WRITTEN TASK:
Reproduce the lines of the entries below starting with the line containing "Plain rules. Mark every instance of the yellow center" and continuing through the line containing "x=106 y=240", with both end lines included.

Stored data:
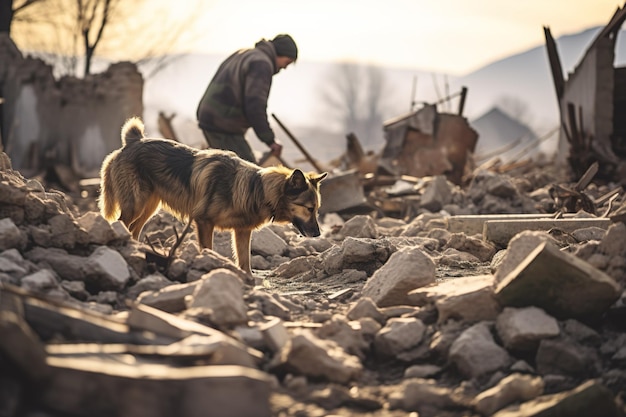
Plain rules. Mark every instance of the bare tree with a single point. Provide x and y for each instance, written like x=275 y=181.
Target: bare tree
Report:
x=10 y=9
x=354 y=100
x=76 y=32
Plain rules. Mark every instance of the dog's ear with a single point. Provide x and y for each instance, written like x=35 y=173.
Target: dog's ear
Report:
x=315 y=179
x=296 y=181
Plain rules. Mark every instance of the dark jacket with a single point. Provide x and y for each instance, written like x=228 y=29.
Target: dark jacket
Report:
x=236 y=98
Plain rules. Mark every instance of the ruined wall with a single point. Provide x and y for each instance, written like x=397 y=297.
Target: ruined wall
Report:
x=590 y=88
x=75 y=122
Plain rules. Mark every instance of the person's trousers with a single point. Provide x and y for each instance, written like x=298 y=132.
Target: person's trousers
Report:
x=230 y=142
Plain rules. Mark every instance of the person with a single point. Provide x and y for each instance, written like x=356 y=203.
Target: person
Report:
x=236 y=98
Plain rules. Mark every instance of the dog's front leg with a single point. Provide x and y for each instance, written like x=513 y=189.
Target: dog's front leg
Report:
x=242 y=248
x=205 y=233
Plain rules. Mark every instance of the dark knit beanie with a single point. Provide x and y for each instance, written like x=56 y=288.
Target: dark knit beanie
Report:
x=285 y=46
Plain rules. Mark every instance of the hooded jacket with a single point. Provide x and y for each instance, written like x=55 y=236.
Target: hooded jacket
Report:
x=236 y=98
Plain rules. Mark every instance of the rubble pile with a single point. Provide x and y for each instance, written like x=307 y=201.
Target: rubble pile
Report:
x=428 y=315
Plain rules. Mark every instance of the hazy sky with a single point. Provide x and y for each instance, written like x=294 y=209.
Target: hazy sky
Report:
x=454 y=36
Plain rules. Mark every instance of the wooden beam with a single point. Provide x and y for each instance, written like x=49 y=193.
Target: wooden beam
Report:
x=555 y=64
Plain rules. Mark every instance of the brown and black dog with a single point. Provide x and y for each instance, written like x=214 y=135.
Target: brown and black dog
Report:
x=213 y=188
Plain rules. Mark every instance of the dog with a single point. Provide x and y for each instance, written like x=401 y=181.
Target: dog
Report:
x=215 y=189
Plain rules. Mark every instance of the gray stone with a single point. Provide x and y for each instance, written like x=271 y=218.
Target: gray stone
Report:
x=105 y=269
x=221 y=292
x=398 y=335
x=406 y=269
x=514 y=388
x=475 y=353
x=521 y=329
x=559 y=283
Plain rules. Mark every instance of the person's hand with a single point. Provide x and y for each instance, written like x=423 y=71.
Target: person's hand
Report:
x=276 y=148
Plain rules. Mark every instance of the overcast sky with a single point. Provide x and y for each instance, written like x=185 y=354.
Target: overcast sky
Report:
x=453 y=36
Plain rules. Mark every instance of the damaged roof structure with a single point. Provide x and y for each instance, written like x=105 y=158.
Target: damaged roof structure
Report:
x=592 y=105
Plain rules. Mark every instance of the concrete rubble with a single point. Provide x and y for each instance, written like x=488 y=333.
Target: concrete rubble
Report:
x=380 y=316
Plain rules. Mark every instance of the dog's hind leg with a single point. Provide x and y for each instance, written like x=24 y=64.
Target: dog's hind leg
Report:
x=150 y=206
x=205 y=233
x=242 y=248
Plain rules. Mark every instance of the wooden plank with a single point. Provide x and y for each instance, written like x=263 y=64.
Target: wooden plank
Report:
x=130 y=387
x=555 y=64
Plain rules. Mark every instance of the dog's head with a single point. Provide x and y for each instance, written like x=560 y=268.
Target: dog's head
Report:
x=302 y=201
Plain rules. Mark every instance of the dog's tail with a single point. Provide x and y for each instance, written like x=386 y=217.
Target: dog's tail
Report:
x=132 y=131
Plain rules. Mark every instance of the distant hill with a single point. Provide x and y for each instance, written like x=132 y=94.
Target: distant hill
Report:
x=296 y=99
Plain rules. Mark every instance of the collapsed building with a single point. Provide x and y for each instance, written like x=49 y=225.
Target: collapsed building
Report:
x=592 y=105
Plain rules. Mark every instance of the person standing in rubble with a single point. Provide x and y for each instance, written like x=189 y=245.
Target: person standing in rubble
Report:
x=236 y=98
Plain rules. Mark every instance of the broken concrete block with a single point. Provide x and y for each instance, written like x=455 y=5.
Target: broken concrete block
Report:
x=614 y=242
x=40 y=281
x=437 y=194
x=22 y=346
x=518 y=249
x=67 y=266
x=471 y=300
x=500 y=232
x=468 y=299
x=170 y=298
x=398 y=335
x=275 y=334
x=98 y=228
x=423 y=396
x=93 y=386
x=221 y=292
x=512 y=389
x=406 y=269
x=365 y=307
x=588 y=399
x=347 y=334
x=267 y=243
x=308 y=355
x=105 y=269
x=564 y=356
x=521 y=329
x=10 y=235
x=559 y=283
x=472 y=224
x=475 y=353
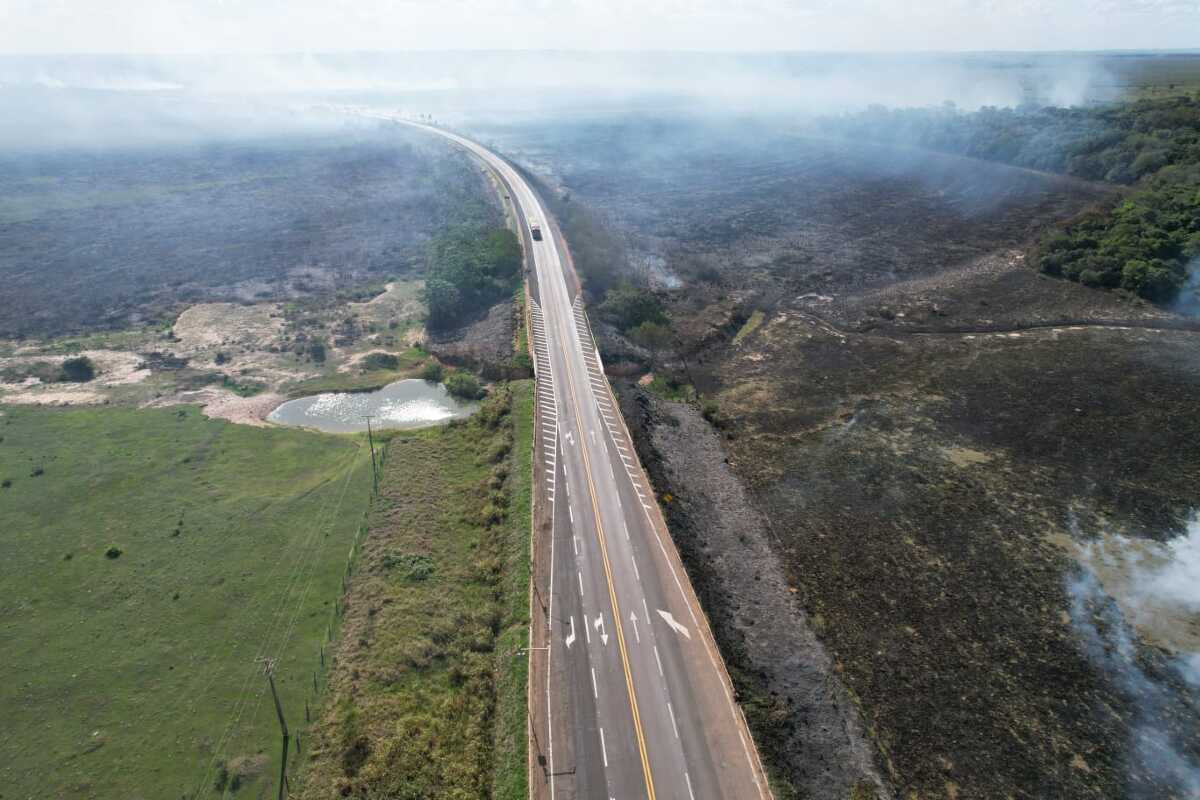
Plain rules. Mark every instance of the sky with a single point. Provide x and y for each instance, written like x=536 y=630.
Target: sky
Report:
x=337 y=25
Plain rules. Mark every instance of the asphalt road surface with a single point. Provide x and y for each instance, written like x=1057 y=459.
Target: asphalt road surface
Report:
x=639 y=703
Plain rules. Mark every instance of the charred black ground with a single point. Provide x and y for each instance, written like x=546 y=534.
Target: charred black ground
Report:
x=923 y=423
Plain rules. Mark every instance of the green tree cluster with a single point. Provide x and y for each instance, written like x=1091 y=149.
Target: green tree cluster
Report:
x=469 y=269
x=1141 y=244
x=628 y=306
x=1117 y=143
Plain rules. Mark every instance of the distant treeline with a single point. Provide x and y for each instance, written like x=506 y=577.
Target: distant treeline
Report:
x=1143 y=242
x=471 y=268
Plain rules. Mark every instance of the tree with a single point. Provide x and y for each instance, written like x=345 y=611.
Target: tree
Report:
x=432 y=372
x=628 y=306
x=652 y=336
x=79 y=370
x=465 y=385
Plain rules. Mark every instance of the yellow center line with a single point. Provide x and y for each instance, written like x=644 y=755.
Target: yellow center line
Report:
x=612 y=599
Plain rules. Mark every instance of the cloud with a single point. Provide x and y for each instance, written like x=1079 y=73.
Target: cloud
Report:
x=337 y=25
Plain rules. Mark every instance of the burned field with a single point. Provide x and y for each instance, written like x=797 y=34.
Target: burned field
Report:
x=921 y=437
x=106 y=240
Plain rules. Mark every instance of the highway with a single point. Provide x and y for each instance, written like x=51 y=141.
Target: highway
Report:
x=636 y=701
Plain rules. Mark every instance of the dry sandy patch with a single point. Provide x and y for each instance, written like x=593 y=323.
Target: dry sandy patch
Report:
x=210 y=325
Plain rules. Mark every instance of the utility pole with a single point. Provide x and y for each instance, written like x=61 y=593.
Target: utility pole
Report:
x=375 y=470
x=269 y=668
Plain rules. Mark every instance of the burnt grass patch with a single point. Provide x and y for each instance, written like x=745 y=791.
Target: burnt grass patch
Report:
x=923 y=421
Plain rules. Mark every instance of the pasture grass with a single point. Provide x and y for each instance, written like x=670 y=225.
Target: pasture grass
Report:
---
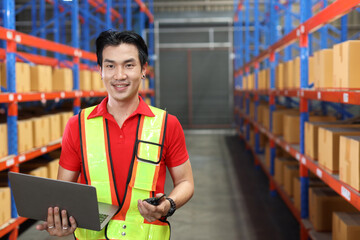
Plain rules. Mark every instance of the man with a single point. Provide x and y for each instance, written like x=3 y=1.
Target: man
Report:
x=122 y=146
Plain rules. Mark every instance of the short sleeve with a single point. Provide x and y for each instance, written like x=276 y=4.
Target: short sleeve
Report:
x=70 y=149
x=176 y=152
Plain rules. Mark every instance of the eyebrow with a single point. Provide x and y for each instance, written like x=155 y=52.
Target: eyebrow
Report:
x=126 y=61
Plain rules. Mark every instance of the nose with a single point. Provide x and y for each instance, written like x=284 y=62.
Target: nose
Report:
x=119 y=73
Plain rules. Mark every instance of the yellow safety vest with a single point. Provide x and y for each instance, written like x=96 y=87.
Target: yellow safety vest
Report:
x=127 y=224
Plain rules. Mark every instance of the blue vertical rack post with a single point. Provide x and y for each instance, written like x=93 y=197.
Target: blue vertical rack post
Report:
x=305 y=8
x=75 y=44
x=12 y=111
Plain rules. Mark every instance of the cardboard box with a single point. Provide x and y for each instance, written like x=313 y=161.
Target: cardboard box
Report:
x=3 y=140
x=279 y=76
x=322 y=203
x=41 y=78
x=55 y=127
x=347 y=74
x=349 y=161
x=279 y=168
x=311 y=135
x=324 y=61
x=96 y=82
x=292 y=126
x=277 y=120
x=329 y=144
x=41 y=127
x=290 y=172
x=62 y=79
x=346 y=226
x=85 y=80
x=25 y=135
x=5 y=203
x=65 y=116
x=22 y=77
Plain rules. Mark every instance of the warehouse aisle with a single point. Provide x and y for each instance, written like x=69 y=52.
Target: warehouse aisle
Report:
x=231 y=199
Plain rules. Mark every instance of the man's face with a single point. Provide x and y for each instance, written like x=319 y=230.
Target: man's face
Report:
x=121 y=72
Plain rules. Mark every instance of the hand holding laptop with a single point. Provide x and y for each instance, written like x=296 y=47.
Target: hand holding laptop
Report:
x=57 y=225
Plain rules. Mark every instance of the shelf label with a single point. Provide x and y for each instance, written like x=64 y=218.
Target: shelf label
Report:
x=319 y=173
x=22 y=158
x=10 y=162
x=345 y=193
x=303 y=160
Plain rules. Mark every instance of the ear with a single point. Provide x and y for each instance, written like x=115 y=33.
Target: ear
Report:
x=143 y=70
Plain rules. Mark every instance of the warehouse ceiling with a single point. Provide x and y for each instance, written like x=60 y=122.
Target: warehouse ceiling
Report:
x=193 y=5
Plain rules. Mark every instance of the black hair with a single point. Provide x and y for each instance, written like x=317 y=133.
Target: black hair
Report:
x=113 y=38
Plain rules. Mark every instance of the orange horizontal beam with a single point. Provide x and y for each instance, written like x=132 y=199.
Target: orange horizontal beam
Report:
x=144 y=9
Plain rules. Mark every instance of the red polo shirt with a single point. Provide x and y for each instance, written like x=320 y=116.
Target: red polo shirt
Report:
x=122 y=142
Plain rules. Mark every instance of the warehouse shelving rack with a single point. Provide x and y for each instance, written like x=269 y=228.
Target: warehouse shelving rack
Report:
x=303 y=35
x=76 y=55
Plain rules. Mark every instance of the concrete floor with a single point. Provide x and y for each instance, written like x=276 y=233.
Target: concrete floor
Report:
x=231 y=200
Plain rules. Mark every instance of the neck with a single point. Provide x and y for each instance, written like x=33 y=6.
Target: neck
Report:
==
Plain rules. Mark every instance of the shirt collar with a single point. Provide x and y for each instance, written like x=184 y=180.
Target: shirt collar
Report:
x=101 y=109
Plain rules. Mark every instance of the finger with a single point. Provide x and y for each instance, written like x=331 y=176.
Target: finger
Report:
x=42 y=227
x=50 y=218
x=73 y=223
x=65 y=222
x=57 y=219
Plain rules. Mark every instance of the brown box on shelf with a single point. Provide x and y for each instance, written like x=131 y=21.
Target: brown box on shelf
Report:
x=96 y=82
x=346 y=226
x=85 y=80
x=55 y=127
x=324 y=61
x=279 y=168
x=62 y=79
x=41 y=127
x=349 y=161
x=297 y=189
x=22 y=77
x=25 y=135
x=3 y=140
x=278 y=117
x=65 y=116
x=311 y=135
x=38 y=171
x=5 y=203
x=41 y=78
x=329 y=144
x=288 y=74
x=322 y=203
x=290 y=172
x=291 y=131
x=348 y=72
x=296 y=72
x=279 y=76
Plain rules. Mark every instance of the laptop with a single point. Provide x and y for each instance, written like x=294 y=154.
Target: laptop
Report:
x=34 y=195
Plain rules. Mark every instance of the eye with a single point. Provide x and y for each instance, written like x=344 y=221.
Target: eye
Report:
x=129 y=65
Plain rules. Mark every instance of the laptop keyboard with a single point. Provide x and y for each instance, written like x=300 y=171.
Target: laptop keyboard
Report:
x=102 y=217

OUTPUT FOR THIS EXERCISE:
Plain rules. Mark every instance of the yellow center line with a single point. Provide x and y for each instance, written like x=644 y=755.
Target: yellow center line
Report:
x=612 y=599
Plain rules. Mark every instance of the cloud with a single point. Provide x and y for each instance, written like x=1079 y=73.
Target: cloud
Report:
x=337 y=25
Plain rules. Mark every instance of the burned field with a single point. Provide x and y for each instance, written like x=797 y=34.
Target: burned field
Report:
x=921 y=437
x=106 y=240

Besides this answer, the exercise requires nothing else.